> STUDY MATERIAL

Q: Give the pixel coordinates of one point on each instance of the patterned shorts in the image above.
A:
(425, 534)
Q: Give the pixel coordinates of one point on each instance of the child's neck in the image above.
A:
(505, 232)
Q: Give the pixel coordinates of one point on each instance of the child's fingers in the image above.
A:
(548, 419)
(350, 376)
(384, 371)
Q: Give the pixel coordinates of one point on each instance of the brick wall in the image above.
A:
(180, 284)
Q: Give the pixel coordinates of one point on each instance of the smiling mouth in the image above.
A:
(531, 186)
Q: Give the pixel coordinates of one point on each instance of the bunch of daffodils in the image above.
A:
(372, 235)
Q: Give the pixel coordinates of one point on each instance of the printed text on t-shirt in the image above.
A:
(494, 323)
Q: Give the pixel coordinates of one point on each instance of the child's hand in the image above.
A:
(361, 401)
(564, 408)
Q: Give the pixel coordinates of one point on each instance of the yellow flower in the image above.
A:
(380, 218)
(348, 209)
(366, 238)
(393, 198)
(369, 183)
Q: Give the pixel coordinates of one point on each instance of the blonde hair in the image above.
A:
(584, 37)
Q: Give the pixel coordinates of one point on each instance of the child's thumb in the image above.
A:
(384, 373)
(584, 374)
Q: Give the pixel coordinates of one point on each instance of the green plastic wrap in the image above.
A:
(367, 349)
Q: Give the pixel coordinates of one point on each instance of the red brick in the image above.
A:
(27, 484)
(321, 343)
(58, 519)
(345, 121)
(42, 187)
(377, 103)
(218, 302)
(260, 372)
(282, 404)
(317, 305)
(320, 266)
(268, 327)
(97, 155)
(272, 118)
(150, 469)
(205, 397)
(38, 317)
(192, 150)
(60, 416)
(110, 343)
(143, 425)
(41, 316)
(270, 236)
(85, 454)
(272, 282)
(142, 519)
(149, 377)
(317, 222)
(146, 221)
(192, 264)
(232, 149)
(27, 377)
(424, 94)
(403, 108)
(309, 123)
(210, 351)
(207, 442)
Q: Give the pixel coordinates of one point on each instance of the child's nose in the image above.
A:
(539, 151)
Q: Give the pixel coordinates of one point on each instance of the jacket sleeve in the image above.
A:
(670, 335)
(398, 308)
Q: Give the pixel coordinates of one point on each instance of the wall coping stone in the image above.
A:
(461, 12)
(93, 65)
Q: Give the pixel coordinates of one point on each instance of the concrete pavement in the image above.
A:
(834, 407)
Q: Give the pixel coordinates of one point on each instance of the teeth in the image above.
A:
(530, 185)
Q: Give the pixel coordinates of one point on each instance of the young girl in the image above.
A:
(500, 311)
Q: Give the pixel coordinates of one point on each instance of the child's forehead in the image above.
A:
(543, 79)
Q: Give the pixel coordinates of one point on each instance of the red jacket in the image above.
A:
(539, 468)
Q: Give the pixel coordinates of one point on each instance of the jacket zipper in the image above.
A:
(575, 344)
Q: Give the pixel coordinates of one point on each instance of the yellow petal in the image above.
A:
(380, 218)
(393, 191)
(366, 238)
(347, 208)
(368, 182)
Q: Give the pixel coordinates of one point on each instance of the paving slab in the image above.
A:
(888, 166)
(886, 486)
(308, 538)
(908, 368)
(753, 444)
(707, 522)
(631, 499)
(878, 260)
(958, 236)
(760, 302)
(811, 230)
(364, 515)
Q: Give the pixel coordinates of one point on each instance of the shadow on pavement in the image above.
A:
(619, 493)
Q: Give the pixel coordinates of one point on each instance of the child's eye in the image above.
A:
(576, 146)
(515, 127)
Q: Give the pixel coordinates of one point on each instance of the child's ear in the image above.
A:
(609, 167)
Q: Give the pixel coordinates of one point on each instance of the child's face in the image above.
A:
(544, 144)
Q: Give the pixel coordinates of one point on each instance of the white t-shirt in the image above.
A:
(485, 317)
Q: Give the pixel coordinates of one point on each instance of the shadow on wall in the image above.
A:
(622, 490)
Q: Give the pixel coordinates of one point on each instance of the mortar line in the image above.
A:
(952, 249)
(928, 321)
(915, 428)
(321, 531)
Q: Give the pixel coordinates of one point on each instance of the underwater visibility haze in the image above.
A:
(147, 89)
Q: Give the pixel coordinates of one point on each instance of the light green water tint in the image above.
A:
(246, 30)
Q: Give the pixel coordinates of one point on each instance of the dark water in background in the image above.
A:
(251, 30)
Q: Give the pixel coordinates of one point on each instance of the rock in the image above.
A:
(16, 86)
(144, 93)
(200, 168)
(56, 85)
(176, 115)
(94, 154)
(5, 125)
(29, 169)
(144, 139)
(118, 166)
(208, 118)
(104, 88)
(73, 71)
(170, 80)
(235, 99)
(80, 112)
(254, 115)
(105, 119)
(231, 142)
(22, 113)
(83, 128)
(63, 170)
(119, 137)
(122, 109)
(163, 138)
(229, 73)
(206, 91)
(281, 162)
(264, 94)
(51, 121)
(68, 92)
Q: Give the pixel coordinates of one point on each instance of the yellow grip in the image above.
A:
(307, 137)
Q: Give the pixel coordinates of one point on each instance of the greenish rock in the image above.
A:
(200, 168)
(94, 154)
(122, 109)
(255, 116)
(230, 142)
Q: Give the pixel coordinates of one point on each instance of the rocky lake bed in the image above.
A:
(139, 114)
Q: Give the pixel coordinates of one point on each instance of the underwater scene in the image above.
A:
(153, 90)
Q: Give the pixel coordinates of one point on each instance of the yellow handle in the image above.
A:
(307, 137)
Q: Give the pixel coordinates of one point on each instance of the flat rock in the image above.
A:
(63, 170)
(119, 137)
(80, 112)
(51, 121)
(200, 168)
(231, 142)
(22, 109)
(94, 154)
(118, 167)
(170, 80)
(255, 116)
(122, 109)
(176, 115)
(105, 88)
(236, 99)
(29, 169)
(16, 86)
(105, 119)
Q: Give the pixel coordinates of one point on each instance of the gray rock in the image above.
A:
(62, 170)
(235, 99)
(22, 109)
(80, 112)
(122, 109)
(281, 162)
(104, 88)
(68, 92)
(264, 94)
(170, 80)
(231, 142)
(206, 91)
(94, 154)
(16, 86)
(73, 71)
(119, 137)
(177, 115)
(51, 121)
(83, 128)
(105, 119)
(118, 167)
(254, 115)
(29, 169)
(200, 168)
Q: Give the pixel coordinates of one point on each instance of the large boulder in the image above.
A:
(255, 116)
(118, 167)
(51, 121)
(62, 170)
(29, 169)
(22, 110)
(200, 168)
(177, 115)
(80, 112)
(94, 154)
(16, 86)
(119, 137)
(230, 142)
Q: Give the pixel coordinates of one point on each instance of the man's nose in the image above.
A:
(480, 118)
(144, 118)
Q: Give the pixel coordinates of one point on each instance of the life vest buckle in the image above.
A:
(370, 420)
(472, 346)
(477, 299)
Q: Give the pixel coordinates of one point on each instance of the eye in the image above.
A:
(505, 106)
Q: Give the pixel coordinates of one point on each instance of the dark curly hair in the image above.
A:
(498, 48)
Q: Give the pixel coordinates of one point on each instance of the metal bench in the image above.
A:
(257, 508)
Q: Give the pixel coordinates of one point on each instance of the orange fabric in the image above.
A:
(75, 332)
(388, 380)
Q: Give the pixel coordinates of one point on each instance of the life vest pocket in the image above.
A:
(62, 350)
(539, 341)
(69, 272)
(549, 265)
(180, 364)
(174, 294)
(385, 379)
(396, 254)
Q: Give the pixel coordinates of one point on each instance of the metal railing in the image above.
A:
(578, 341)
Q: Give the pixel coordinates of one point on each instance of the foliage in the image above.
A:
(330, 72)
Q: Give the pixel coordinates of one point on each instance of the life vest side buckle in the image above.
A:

> WHAT TO WORK ON
All of the material must be written out again exactly.

> RESULT
Q: Give the pixel coordinates of one point on each instance of the patterned shorts in the image above.
A:
(425, 534)
Q: Give the pixel coordinates of one point on each instance of the child's neck in the image above.
A:
(505, 232)
Q: Give the pixel coordinates of one point on each instance of the child's fingers in the image above.
A:
(548, 419)
(350, 376)
(384, 371)
Q: Give the pixel coordinates of one point on each instance of the brick wall in the image above.
A:
(180, 284)
Q: Give the pixel coordinates of one point on each instance of the smiling mouth in the image above.
A:
(531, 186)
Q: Give the pixel coordinates of one point on each instance of the bunch of daffodils in the image above.
A:
(372, 235)
Q: Give the pixel coordinates of one point on each instance of the printed text on t-shirt in the image above.
A:
(494, 323)
Q: Give the pixel coordinates of one point on each instance of the child's hand in the image above.
A:
(361, 401)
(564, 408)
Q: Give the pixel coordinates of one point on each instance of the yellow flower in the image above.
A:
(380, 218)
(348, 209)
(366, 238)
(393, 198)
(369, 183)
Q: Give the pixel coordinates of one point on each instance of the blonde hair in the image above.
A:
(584, 37)
Q: Give the pixel coordinates of one point on each instance of the child's thumb in the image above.
A:
(384, 373)
(584, 374)
Q: Give the pixel coordinates of one point on each instance of the green plastic wrap in the image above.
A:
(367, 349)
Q: Give the pixel coordinates of one point on each instance of the red brick in the image above.
A:
(27, 484)
(321, 343)
(58, 519)
(345, 121)
(42, 187)
(377, 103)
(218, 302)
(260, 372)
(282, 404)
(317, 305)
(320, 266)
(268, 327)
(97, 155)
(272, 118)
(150, 469)
(205, 397)
(38, 317)
(192, 150)
(60, 416)
(110, 343)
(143, 425)
(41, 316)
(270, 236)
(85, 454)
(272, 282)
(142, 519)
(149, 377)
(317, 222)
(146, 221)
(192, 264)
(232, 149)
(27, 377)
(424, 94)
(403, 108)
(309, 123)
(210, 351)
(207, 442)
Q: Give the pixel coordinates of one point on each instance of the child's nose in the image above.
A:
(539, 151)
Q: Give the pixel coordinates of one point on each instance of the jacket sleeve in the image above.
A:
(670, 335)
(398, 308)
Q: Give the pixel coordinates of one point on each instance of the wall coping stone in the image above.
A:
(461, 12)
(93, 65)
Q: Give the pixel coordinates of one point on each instance of the concrete pavement in the image above.
A:
(834, 407)
Q: Give the pixel coordinates of one point on each instance of the teeth in the image above.
A:
(530, 185)
Q: Give the pixel coordinates of one point on each instance of the young girl in the image above.
A:
(500, 311)
Q: Give the pixel coordinates of one point on each instance of the child's forehead in the image above.
A:
(543, 79)
Q: Give the pixel coordinates of one point on each instance of the red jacket in the image above.
A:
(539, 468)
Q: Give the pixel coordinates of one point on each instance of the jacket zipper in the image above.
A:
(575, 344)
Q: Give the pixel coordinates of one point on each instance of the yellow petal in the image above.
A:
(380, 218)
(393, 191)
(366, 238)
(347, 208)
(368, 182)
Q: Give the pixel coordinates of one point on each instance of the paving slab in the image above.
A:
(888, 166)
(886, 486)
(308, 538)
(908, 368)
(753, 444)
(707, 522)
(631, 499)
(878, 260)
(958, 236)
(760, 302)
(811, 230)
(364, 515)
Q: Give the pixel coordinates of one point on each instance of the shadow on pavement in the image above.
A:
(619, 493)
Q: Give the pixel coordinates of one point on each instance of the child's eye in the image above.
A:
(576, 146)
(515, 127)
Q: Give the pixel coordinates of one point on each instance of the child's ear in the image above.
A:
(609, 167)
Q: Give the pixel coordinates of one point on each instance of the child's face in the image above.
A:
(544, 144)
Q: Give the pixel coordinates of one point on each instance of the white t-shirt in the image above.
A:
(485, 317)
Q: Give the pixel coordinates of one point on each instance of the shadow on wall in the image above.
A:
(622, 490)
Q: Give the pixel coordinates of one point on each instance of the mortar line in the image above.
A:
(952, 249)
(928, 321)
(915, 428)
(321, 531)
Q: Give the pixel coordinates of one point on each instance of the underwater visibility haze in the image above.
A:
(147, 89)
Q: Give the pixel coordinates of one point on each instance of the light green water tint in the image above.
A:
(246, 30)
Q: Give the pixel coordinates of one point on each instance of the dark water in background in the image above.
A:
(251, 30)
Q: Give the pixel coordinates of one point on each instance of the rock in the image above.
A:
(16, 86)
(144, 93)
(200, 168)
(56, 85)
(176, 115)
(94, 154)
(5, 125)
(29, 169)
(144, 139)
(118, 166)
(208, 118)
(104, 88)
(73, 71)
(170, 80)
(235, 99)
(80, 112)
(254, 115)
(105, 119)
(231, 142)
(22, 113)
(83, 128)
(63, 170)
(119, 137)
(122, 109)
(163, 138)
(229, 73)
(206, 91)
(281, 162)
(264, 94)
(51, 121)
(68, 92)
Q: Give the pixel coordinates of one point on each instance of the yellow grip in the image above.
A:
(307, 137)
Q: Give the pixel coordinates of one point on each instance of the greenish rock in the image above.
A:
(200, 168)
(94, 154)
(122, 109)
(255, 116)
(230, 142)
Q: Give the pixel coordinates of one point on each instance of the rocky lake bed in the image above.
A:
(139, 114)
Q: Give the pixel coordinates of one point on each instance of the underwater scene in the image above.
A:
(153, 90)
Q: Give the pixel coordinates of one point on each instance of the yellow handle in the image above.
A:
(307, 137)
Q: Give the pixel coordinates of one point on each instance of the flat rock in the image above.
A:
(63, 170)
(119, 137)
(80, 112)
(51, 121)
(200, 168)
(231, 142)
(22, 109)
(94, 154)
(118, 167)
(170, 80)
(255, 116)
(122, 109)
(176, 115)
(105, 88)
(236, 99)
(29, 169)
(16, 86)
(105, 119)
Q: Give the pixel coordinates of one point on each instance of the gray rock in the image above.
A:
(62, 170)
(235, 99)
(22, 109)
(80, 112)
(122, 109)
(281, 162)
(104, 88)
(68, 92)
(264, 94)
(170, 80)
(231, 142)
(206, 91)
(94, 154)
(16, 86)
(73, 71)
(119, 137)
(177, 115)
(51, 121)
(83, 128)
(105, 119)
(118, 167)
(254, 115)
(29, 169)
(200, 168)
Q: Give the pixel coordinates of one point on each instance of the large boulder in the image above.
A:
(255, 116)
(118, 167)
(51, 121)
(62, 170)
(29, 169)
(22, 110)
(200, 168)
(177, 115)
(80, 112)
(94, 154)
(16, 86)
(119, 137)
(230, 142)
Q: Give the pixel coordinates of one point on each instance of the man's nose in the image above.
A:
(480, 118)
(144, 118)
Q: Give the pixel coordinates of one point on each instance of the life vest buckle in the image above.
A:
(370, 420)
(472, 346)
(477, 299)
Q: Give the pixel coordinates of one point on each instance of the eye in the image above.
A:
(505, 106)
Q: Give the pixel coordinates of one point on each instance of the dark curly hair in the image above.
A:
(498, 48)
Q: Give the pixel coordinates of one point on each instance of the metal bench in the image above.
A:
(257, 508)
Q: Give the pixel coordinates of one point on each instance of the orange fabric in the image above.
A:
(75, 332)
(388, 380)
Q: Give the pixel coordinates of one point on each instance of the life vest pocket in the image above.
A:
(62, 350)
(539, 341)
(69, 272)
(549, 265)
(180, 364)
(174, 294)
(385, 379)
(396, 254)
Q: Give the pixel coordinates of one point on each instance of the metal railing in the image above.
A:
(578, 341)
Q: Give the pixel coordinates of one point on each instance of the foliage in the image above.
A:
(330, 72)
Q: Give the pixel coordinates of one point on each instance of the life vest side buckle in the image above.
A:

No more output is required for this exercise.